Set task 1
In the passage on repairing partition images, what does the -n option do in the first fsck command?

==================================================

Attempt to repair / recover the partition images

  • Un-mount the /dev/mdx filesystem

The fsck command gets really fussy if you try to repair a mounted drive.

  • Check array partitions for consistency
    • Execute the following command to verify the structure of the array partition's filesystem.
Commands to do the above:

fsec -t ext3 /dev/mdx -- -n -f -v

-n = Don't actually fix anything
-f = Force scan, even if screwy.
-v = Tell us a lot about what you see.
  • Again, remember to take careful note of any errors or issues seen.
  • In my case, there were a lot of "inode hash" errors.
  • Try a "real" fsck to clean up issues
    • This will discover if any of the issues disclosed were "serious" issues. (They probably are, but we can see if we get lucky…)
    • Execute the following command:
Commands to do the above:

fsck -t ext3  /dev/mdx  -- -D -p -f -v

D = consolidate and re-index directories.
p = "Preen" (auto-repair) non-critical problems.
f = Force checking
v = Tell us what's happening.
  • You may get a "/dev/mdx: Adding dirhash hint to filesystem" message when you start the "real" fsck. This is indicating that fsck is updating the partition to handle indexing properly. This is a non-problem.
  • When I did this, it still bailed out on me because "inode hash" issues are considered "critical" problems. What will happen is that if you force a file system repair, (and you will need to, trust me), the directories and/or files with the inode hash errors will be deleted and the space consumed returned to the free space pool.
  • Retry fsck forcing it to fix all errors found
    • We still need to completely clean up the issues found, so we must (at this point) force fsck to fix things.
    • Execute the following code to do this:
Commands to do the above:

fsck -t ext3  /dev/md1  -- -y -f -v

(note, we're omitting the "-D" here deliberately.)

y = force auto fix (answer any question "yes!")
  • Re-execute the same command again to verify all issues have been resolved.
  • Repeat until there are no more errors found.
  • Once everything is OK, re-run fsck again to optimize and re-index directories.
Commands to do the above:

fsck -t ext3 /dev/md1 -- -D -y -f -v

This does just like before, except the "-D" forces directory re-indexing and optimization again, which helps.

  • Stop the array
Commands to do the above:

mdadm --stop /dev/md1

Stop and take stock of things

Where we should be now

  • We should have two partition image files loop-mounted.
  • We should have them successfully assembled into an array.
  • We should have successfully run fsck on the array partition and cleaned up any errors.

==================================================

Set task 2
Arrange the listing below as a Markdown table with the columns No. and Line, one row per line and blank lines left out. Include everything from the listing's first line up to and including the line with "(1080, 543)".

==================================================

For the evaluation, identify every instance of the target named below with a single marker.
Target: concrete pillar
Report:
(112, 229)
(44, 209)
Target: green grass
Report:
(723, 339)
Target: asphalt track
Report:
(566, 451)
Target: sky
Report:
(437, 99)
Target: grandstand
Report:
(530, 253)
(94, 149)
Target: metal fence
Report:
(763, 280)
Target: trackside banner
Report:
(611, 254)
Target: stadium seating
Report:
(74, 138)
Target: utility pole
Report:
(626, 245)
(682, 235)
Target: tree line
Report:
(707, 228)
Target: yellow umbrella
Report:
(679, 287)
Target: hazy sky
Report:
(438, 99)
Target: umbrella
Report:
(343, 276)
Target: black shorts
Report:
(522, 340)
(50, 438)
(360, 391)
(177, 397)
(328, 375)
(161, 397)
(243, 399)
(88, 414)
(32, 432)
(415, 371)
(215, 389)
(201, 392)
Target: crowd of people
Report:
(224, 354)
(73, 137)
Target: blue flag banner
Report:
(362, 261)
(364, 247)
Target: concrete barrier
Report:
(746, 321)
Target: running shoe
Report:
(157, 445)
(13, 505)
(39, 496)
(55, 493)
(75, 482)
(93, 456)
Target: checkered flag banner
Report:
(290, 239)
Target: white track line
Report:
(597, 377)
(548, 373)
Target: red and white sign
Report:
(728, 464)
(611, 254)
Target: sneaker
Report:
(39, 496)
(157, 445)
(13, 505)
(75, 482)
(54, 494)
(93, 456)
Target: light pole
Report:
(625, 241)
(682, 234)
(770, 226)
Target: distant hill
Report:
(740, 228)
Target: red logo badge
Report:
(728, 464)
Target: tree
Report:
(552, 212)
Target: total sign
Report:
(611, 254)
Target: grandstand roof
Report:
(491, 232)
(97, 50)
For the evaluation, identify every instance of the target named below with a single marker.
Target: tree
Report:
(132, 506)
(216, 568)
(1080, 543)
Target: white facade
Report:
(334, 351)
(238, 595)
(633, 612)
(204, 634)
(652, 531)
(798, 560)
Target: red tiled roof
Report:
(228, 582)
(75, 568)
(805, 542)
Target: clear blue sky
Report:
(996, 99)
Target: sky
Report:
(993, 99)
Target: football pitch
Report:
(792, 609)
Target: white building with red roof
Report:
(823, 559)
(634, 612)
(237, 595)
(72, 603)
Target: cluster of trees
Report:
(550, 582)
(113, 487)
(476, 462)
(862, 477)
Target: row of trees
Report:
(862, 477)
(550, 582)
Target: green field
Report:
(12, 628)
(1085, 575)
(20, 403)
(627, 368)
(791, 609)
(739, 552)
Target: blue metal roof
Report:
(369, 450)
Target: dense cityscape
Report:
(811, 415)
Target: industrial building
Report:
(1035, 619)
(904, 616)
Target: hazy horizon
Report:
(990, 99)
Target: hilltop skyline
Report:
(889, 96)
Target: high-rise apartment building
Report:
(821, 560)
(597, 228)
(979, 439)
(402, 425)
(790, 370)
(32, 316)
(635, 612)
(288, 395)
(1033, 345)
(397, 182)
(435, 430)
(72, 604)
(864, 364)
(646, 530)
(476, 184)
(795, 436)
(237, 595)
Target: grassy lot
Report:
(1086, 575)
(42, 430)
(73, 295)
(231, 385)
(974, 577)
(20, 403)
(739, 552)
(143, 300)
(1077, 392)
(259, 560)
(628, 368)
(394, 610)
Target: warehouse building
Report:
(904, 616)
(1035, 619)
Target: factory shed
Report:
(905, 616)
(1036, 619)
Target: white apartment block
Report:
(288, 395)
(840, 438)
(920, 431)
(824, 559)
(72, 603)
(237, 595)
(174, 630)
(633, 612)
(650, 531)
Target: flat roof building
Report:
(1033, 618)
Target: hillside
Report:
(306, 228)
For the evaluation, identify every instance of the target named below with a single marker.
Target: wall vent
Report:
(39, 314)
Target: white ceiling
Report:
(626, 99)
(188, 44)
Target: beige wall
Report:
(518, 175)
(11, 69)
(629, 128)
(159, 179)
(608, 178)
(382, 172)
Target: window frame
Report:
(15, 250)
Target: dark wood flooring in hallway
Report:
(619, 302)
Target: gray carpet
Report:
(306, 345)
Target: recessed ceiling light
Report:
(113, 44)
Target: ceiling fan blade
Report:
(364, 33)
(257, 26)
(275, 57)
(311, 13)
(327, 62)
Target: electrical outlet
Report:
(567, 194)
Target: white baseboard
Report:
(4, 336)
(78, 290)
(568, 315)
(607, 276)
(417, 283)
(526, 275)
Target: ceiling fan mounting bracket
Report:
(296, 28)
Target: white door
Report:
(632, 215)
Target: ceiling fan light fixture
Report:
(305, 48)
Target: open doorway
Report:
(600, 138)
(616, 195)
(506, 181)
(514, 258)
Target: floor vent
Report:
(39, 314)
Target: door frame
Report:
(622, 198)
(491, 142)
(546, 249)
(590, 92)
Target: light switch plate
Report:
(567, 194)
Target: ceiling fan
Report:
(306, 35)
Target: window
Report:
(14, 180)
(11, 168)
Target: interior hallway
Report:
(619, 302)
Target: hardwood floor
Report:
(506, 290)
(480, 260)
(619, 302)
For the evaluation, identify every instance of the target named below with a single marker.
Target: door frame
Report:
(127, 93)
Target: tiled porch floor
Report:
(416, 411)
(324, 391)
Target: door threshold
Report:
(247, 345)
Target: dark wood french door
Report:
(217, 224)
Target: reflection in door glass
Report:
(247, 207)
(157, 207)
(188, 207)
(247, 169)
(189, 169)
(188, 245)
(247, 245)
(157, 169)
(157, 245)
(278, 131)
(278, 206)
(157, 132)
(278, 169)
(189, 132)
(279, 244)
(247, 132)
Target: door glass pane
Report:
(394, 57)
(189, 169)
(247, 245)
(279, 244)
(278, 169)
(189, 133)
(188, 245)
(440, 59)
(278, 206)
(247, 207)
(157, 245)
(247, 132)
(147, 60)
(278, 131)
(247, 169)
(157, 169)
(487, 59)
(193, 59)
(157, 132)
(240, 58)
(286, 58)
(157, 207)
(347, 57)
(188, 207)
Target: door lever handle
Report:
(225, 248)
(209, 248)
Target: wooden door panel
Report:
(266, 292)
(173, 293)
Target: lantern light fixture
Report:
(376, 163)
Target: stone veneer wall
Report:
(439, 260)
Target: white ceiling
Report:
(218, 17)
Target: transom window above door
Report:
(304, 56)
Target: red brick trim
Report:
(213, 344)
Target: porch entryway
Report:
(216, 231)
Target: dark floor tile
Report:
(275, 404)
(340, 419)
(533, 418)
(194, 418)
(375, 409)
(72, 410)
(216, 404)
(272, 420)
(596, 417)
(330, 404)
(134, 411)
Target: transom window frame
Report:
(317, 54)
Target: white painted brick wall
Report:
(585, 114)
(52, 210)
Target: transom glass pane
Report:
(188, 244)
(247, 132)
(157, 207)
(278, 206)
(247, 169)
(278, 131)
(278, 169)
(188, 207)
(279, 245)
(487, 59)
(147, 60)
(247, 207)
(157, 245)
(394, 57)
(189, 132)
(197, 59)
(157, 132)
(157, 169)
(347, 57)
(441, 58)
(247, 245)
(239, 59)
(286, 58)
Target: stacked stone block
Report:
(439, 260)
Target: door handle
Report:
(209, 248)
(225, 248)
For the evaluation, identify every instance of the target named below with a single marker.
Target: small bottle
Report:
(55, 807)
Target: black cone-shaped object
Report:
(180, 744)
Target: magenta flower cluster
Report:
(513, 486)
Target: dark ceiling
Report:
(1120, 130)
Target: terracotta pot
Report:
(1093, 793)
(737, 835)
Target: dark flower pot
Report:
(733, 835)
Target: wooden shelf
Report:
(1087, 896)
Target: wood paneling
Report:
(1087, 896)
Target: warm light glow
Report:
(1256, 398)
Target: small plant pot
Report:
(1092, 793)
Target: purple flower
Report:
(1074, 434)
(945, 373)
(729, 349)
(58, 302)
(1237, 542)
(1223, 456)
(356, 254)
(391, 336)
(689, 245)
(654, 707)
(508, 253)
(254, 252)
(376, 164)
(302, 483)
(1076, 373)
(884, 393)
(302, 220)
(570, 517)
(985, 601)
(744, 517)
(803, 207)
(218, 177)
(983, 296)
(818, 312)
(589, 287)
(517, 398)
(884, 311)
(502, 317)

==================================================

Reply 1
It tells fsck not to actually fix anything.

Reply 2
| No. | Line |
|---|---|
| 1 | For the evaluation, identify every instance of the target named below with a single marker. |
| 2 | Target: concrete pillar |
| 3 | Report: |
| 4 | (112, 229) |
| 5 | (44, 209) |
| 6 | Target: green grass |
| 7 | Report: |
| 8 | (723, 339) |
| 9 | Target: asphalt track |
| 10 | Report: |
| 11 | (566, 451) |
| 12 | Target: sky |
| 13 | Report: |
| 14 | (437, 99) |
| 15 | Target: grandstand |
| 16 | Report: |
| 17 | (530, 253) |
| 18 | (94, 149) |
| 19 | Target: metal fence |
| 20 | Report: |
| 21 | (763, 280) |
| 22 | Target: trackside banner |
| 23 | Report: |
| 24 | (611, 254) |
| 25 | Target: stadium seating |
| 26 | Report: |
| 27 | (74, 138) |
| 28 | Target: utility pole |
| 29 | Report: |
| 30 | (626, 245) |
| 31 | (682, 235) |
| 32 | Target: tree line |
| 33 | Report: |
| 34 | (707, 228) |
| 35 | Target: yellow umbrella |
| 36 | Report: |
| 37 | (679, 287) |
| 38 | Target: hazy sky |
| 39 | Report: |
| 40 | (438, 99) |
| 41 | Target: umbrella |
| 42 | Report: |
| 43 | (343, 276) |
| 44 | Target: black shorts |
| 45 | Report: |
| 46 | (522, 340) |
| 47 | (50, 438) |
| 48 | (360, 391) |
| 49 | (177, 397) |
| 50 | (328, 375) |
| 51 | (161, 397) |
| 52 | (243, 399) |
| 53 | (88, 414) |
| 54 | (32, 432) |
| 55 | (415, 371) |
| 56 | (215, 389) |
| 57 | (201, 392) |
| 58 | Target: crowd of people |
| 59 | Report: |
| 60 | (224, 354) |
| 61 | (73, 137) |
| 62 | Target: blue flag banner |
| 63 | Report: |
| 64 | (362, 261) |
| 65 | (364, 247) |
| 66 | Target: concrete barrier |
| 67 | Report: |
| 68 | (746, 321) |
| 69 | Target: running shoe |
| 70 | Report: |
| 71 | (157, 445) |
| 72 | (13, 505) |
| 73 | (39, 496) |
| 74 | (55, 493) |
| 75 | (75, 482) |
| 76 | (93, 456) |
| 77 | Target: checkered flag banner |
| 78 | Report: |
| 79 | (290, 239) |
| 80 | Target: white track line |
| 81 | Report: |
| 82 | (597, 377) |
| 83 | (548, 373) |
| 84 | Target: red and white sign |
| 85 | Report: |
| 86 | (728, 464) |
| 87 | (611, 254) |
| 88 | Target: sneaker |
| 89 | Report: |
| 90 | (39, 496) |
| 91 | (157, 445) |
| 92 | (13, 505) |
| 93 | (75, 482) |
| 94 | (54, 494) |
| 95 | (93, 456) |
| 96 | Target: light pole |
| 97 | Report: |
| 98 | (625, 241) |
| 99 | (682, 234) |
| 100 | (770, 226) |
| 101 | Target: distant hill |
| 102 | Report: |
| 103 | (740, 228) |
| 104 | Target: red logo badge |
| 105 | Report: |
| 106 | (728, 464) |
| 107 | Target: tree |
| 108 | Report: |
| 109 | (552, 212) |
| 110 | Target: total sign |
| 111 | Report: |
| 112 | (611, 254) |
| 113 | Target: grandstand roof |
| 114 | Report: |
| 115 | (491, 232) |
| 116 | (97, 50) |
| 117 | For the evaluation, identify every instance of the target named below with a single marker. |
| 118 | Target: tree |
| 119 | Report: |
| 120 | (132, 506) |
| 121 | (216, 568) |
| 122 | (1080, 543) |